Collect every line below that contains the word "woman".

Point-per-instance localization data
★ ★ ★ ★ ★ ★ ★

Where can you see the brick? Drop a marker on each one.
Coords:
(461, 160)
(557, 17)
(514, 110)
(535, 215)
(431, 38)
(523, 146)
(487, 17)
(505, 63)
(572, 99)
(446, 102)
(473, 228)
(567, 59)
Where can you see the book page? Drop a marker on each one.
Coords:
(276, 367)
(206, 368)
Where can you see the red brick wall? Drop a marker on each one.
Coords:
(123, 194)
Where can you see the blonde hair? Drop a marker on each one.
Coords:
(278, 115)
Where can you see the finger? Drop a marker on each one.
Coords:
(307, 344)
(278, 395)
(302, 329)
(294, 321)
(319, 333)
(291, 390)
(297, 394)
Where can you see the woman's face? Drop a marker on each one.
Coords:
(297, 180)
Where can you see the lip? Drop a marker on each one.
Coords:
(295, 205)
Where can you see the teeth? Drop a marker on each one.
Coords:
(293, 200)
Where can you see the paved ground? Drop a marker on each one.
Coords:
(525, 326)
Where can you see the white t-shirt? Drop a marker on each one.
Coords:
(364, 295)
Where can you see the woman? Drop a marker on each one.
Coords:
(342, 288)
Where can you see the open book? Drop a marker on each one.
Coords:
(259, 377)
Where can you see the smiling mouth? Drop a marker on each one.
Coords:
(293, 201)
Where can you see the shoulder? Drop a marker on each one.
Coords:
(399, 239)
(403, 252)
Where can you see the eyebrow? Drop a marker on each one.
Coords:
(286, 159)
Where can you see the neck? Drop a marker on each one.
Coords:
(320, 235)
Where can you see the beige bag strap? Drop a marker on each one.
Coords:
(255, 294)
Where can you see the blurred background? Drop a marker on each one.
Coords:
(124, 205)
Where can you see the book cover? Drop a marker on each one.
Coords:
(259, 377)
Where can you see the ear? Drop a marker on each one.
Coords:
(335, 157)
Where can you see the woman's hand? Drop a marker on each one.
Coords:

★ ★ ★ ★ ★ ★ ★

Exercise output:
Where can you see the woman's face? Drop a marker on each one.
Where can you see the woman? Drop a marker on each one.
Where can you see the woman's hand? Drop a marker on each one.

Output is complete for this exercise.